:: SOURCE EXCERPT ::
B.            Securities Law Compliance.  Participant shall
not transfer or otherwise dispose of the shares of Common Stock received
pursuant to this Agreement until such time as counsel to the Company shall have
determined that such transfer or other disposition will not violate any state
or federal securities laws.  Participant may be required by the Company,
as a condition of the effectiveness of this Award, to agree in writing that all
Common Stock subject to this Agreement shall be held, until such time that such
Common Stock is registered or otherwise freely tradable under applicable
state and federal securities laws, for Participant’s own account without a view
to any further distribution thereof, that the certificates for such shares
shall bear an appropriate legend to that effect and that such shares will be
not transferred or disposed of except in compliance with applicable state and
federal securities laws.

 

C.            Lockup Period Limitation.  Participant agrees
that in the event the Company advises Participant that it plans an underwritten
public offering of its Common Stock in compliance with the Securities Act of
1933, as amended, and that the underwriter(s) seek to impose restrictions
under which certain stockholders may not sell or contract to sell or grant any
option to buy or otherwise dispose of part or all of their stock purchase
rights of the underlying Common Stock, Participant hereby agrees that for a
period not to exceed 180 days from the prospectus, Participant will not sell or
contract to sell or grant an option to buy or otherwise dispose of this Award
or any of the underlying shares of Common Stock without the prior written
consent of the of the underwriter(s) or its representative(s).
:::
:: DATA RECORDS ::
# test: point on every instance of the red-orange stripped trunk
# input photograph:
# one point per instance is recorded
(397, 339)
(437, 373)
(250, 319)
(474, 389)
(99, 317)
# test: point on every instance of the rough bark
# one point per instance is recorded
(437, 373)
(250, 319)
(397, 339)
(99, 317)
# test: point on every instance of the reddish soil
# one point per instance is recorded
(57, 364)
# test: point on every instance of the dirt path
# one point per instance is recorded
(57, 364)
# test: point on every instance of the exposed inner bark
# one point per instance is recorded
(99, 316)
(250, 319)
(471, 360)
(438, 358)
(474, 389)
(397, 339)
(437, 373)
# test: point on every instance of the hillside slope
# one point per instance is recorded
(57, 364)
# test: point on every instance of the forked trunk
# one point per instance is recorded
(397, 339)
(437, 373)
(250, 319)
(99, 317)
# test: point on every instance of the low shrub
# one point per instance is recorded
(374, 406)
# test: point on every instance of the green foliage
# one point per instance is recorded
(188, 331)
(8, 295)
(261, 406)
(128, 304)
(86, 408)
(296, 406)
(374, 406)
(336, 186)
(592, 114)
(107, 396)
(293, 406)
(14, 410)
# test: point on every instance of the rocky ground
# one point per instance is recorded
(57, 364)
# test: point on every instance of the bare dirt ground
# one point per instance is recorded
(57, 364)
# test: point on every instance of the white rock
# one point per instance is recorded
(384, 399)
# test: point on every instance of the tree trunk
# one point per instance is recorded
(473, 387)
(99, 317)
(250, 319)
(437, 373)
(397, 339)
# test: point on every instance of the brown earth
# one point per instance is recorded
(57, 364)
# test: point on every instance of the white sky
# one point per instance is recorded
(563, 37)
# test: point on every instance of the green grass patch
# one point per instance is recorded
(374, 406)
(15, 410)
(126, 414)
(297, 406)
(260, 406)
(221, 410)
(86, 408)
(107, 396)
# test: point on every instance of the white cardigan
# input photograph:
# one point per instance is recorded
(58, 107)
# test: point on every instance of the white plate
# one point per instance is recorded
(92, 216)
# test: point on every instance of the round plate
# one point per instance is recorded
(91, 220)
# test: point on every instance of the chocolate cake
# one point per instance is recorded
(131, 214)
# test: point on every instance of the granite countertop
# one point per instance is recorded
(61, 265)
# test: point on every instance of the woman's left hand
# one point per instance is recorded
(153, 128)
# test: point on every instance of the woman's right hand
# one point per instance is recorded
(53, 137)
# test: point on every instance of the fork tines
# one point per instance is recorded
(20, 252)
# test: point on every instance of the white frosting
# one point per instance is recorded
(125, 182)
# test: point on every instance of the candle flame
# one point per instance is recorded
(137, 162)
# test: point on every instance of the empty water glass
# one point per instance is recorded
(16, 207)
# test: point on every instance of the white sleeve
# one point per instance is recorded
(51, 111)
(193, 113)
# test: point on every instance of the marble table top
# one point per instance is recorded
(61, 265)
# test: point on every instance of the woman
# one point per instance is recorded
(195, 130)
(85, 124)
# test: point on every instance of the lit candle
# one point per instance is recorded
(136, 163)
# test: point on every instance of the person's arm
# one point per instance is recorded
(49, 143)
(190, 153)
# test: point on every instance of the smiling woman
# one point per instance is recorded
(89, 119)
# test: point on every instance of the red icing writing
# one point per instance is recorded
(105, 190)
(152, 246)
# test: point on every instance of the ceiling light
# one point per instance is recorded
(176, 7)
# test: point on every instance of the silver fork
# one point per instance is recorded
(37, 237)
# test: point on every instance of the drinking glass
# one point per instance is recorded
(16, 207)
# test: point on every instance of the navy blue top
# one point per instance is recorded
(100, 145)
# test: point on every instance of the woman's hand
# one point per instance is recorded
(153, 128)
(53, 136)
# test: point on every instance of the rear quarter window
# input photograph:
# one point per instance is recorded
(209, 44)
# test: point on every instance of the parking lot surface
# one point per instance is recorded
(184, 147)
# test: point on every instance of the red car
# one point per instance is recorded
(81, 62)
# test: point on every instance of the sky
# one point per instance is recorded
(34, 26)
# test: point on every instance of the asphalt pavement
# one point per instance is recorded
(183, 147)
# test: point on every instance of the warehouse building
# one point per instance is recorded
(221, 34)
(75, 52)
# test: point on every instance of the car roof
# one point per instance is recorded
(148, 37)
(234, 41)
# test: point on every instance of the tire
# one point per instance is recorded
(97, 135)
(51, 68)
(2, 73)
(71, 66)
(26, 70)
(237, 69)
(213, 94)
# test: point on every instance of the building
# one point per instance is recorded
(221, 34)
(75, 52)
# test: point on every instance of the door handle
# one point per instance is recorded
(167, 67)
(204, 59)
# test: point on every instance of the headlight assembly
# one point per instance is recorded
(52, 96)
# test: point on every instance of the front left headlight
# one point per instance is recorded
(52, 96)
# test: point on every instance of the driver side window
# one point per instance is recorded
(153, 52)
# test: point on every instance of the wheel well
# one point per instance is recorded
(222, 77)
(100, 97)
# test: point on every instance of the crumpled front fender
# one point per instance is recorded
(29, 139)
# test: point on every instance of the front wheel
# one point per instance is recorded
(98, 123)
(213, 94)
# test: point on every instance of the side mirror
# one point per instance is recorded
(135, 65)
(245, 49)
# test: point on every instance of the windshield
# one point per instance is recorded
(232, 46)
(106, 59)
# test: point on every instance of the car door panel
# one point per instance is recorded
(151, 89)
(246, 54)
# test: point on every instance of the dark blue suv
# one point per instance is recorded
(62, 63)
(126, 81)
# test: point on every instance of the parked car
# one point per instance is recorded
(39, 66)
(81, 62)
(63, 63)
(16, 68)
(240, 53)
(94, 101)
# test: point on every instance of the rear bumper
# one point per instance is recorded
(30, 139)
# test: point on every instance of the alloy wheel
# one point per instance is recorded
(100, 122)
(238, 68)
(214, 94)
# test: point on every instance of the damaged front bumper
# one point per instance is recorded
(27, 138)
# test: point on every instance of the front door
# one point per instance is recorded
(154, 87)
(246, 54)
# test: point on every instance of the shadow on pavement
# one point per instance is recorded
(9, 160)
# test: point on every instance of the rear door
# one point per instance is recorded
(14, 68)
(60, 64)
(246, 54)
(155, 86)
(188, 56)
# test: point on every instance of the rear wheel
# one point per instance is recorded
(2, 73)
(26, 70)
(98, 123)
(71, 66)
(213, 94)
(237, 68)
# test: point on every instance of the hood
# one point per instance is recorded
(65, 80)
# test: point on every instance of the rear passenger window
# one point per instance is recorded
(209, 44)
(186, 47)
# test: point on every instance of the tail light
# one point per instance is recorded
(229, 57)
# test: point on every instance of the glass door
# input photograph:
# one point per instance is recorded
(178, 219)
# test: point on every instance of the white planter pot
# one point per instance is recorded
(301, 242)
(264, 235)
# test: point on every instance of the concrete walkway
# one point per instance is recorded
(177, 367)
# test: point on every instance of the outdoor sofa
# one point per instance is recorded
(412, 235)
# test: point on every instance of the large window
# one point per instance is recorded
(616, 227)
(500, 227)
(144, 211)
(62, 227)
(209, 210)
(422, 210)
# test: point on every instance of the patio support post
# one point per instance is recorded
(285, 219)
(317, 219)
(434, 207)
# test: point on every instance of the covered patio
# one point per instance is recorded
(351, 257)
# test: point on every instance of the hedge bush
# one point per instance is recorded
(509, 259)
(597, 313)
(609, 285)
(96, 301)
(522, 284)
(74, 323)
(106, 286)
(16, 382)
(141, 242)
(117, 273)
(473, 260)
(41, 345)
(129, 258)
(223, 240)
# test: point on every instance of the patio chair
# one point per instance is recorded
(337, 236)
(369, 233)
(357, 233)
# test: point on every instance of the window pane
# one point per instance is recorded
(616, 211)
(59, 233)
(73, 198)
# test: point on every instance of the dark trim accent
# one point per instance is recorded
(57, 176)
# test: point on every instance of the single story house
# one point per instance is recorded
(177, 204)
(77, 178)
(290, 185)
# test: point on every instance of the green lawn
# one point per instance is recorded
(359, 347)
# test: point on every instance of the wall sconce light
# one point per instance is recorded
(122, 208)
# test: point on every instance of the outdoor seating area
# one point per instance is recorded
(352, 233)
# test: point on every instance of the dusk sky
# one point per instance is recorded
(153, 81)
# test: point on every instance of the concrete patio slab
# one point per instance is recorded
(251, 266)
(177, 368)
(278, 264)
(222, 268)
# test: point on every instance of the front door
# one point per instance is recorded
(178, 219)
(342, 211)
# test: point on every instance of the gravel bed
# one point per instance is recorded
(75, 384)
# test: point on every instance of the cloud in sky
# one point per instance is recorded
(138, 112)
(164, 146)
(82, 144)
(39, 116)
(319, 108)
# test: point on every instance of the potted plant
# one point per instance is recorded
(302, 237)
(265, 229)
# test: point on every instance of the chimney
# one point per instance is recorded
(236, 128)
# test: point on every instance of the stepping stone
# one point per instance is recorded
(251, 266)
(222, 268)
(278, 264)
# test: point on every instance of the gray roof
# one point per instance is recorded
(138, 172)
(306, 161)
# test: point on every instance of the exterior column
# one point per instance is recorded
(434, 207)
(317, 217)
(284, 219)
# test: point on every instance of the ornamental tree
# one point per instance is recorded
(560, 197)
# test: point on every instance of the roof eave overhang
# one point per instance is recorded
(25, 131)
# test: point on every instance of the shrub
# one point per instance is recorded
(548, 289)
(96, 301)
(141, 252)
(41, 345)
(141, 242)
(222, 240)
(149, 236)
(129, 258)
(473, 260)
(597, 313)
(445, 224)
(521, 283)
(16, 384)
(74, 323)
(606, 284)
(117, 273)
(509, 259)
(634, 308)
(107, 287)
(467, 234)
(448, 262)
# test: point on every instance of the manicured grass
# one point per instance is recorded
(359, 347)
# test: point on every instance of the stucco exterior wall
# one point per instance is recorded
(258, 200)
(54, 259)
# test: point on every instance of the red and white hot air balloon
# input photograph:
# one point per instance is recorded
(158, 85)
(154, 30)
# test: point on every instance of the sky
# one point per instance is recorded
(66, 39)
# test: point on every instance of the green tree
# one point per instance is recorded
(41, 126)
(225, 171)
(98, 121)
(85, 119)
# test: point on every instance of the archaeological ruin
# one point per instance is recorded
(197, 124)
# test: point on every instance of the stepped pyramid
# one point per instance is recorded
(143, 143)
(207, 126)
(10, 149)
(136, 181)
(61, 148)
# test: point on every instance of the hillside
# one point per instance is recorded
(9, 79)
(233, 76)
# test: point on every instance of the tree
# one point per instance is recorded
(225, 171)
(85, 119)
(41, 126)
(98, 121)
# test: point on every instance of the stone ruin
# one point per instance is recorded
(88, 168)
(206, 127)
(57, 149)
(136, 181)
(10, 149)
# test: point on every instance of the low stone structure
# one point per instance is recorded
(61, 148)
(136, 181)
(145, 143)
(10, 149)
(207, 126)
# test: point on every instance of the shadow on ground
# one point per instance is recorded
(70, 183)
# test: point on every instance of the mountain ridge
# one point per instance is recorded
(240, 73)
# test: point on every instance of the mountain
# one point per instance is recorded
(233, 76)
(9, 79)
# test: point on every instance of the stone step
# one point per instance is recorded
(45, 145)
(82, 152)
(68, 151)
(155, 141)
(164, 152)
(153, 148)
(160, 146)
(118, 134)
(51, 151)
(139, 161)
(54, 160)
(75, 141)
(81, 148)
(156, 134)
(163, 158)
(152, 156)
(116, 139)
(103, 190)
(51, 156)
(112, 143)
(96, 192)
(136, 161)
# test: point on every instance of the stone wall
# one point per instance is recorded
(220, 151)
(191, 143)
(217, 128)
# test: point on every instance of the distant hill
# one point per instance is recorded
:::
OBJECTIVE:
According to the award agreement excerpt, under what circumstances would Participant be barred for up to 180 days from selling the Award or its underlying shares, and how long does that bar last? Answer in one to three sentences.

EXERCISE RESULT:
The bar applies if the Company advises Participant that it plans an underwritten public offering of its Common Stock under the Securities Act of 1933 and the underwriter(s) seek to restrict certain stockholders from selling or otherwise disposing of their stock. Participant then may not sell, contract to sell, grant an option on or otherwise dispose of the Award or the underlying shares for a period not exceeding 180 days from the prospectus, unless the underwriter(s) or its representative(s) give prior written consent.